• Written task: Count the lines in the records below that contain the string "light", treating uppercase and lowercase letters as different, and reply with the number alone.
** start **
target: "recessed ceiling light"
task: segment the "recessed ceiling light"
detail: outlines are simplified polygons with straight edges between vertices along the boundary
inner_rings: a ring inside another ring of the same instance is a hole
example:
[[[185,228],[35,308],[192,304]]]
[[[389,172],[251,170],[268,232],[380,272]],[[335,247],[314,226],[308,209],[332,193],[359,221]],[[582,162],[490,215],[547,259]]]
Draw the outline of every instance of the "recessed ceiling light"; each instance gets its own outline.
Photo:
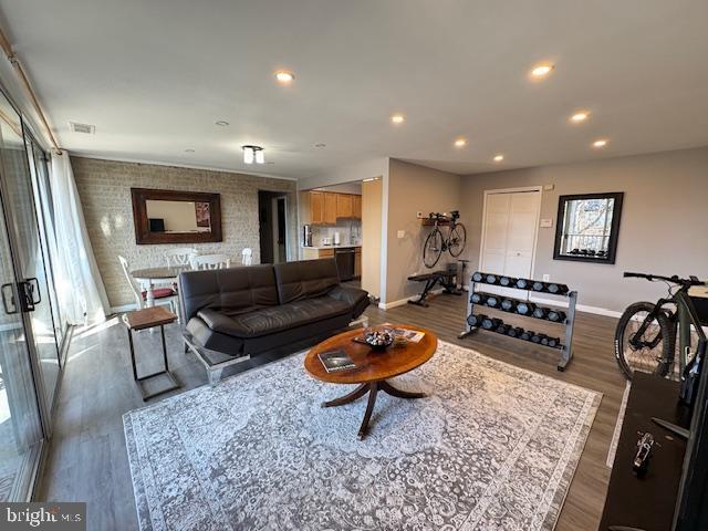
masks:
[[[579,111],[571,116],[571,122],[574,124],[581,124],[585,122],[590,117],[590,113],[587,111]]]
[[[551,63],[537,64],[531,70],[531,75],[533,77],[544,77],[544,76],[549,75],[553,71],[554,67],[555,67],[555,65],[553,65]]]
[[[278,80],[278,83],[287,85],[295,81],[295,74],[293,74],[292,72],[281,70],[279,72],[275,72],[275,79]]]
** end **
** start **
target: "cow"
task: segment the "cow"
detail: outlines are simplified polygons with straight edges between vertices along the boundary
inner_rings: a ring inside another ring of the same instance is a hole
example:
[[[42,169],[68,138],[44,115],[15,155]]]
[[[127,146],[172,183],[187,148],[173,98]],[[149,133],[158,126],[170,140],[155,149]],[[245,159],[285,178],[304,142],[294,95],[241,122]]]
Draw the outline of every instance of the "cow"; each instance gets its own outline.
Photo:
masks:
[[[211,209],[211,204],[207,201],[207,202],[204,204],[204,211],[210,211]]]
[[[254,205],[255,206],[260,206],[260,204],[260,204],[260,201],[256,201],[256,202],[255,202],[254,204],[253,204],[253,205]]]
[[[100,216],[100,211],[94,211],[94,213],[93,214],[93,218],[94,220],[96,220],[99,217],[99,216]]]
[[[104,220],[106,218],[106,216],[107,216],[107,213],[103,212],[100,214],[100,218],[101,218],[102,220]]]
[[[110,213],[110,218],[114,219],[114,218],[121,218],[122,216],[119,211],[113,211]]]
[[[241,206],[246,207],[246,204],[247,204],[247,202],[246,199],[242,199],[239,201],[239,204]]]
** end **
• Answer to this exercise: 3